Continue the passage on community energy from its last sentence.

TEXT SEGMENT =
* begin *
1.2 Community Energy as a Pragmatic Response to the Transition to Sustainable Energy

Community energy, sometimes also referred to as energy communities, generally refers to specific situations in which the provision and use of energy are governed locally. There is no single definition of community energy: a systematic review of community energy definitions showed that precise definitions tend to be developed in relation to policy problems or specific contexts of study (Brummer, 2018). At the same time, this review identified that, while not universal, community energy projects tend to:

  • involve the deployment of renewable energy technology;

  • rely on decentralised infrastructure networks;

  • be developed at small, local scales;

  • serving a local area where production and consumption of energy take place in close proximity;

  • depend on diverse forms of participatory decision-making and community ownership.

Some scholars emphasise the notion of ‘integration’ (e.g., integrated community energy systems) in community energy because community energy projects generally involve a variety of local heat and electricity generation, flexible demand, and storage (Koirala et al., 2016). The development of online-based platforms has further enabled new models of peer-to-peer energy trading that have further diversified ideas about community energy and whether it is territorially located (Sousa et al., 2019; Zhang et al., 2017). Definitions are built on stories, and stories are built on examples. There is perhaps no example of community energy most famous than the Samsø Renewable Island Project in Denmark, which achieved 100% renewable energy supply in the short span of a decade through collective and cooperative-based action (Sperling, 2017). Projects such as this have inspired community action in other locations around the world. However, the emphasis on regional, technologically savvy projects distracts attention away from the fact that the majority of community energy projects are initiated in contexts with scarce resources in which communities work together to access markets and technologies. While technological advancements enable innovation in community energy (e.g., Huang et al., 2015), there is a risk that complicated technologies and larger-scale infrastructures will exclude the communities that should be at the centre of the action.
* end *
STORED ROWS =
* begin *
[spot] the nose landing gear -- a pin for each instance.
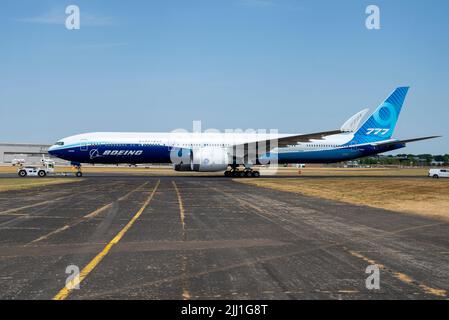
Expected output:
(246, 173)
* end *
* begin *
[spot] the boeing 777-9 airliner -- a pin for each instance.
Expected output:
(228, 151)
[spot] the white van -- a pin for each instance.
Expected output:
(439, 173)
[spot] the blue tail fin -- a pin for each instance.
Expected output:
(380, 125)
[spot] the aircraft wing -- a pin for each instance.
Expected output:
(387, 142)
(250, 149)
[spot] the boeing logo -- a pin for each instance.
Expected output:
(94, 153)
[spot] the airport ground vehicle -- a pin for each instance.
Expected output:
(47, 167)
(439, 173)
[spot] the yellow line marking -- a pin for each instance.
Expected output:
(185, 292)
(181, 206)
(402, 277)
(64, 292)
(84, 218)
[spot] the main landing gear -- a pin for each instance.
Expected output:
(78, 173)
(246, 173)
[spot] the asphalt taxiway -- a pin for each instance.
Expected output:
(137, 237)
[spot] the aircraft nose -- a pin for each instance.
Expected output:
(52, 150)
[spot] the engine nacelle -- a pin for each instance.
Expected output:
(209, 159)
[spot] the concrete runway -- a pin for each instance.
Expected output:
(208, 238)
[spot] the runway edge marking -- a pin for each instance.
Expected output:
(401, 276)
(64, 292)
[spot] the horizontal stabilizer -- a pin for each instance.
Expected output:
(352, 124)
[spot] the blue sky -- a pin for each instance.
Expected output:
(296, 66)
* end *
TASK RESPONSE =
A major challenge in understanding community energy is precisely explaining what ‘community’ is. The idea of community is often taken for granted, but the literature shows that communities are neither bound to place nor delimited social networks (Creamer et al., 2018). Instead, community refers to a dynamic social group which is actively constructed through the process of building a common project. This is explored in depth in Chapter 3.

The question of understanding ‘community’ relates to one of the main features of community energy, having community ownership. Community ownership is not simply a pragmatic arrangement to manage a project. Rather, community ownership is one of the central features whereby community energy may enable the democratisation of the energy system, facilitating users’ participation in decision-making concerning energy services (Burke & Stephens, 2018). The challenge here is identifying who is the subject making decisions and how decisions are made. Communities are not homogeneous units with a single rationality (Rigon & Castán Broto, 2021). Moreover, this raises questions about whether there is a separation between the knowledge held by communities and the knowledge provided by energy experts, often from outside the community.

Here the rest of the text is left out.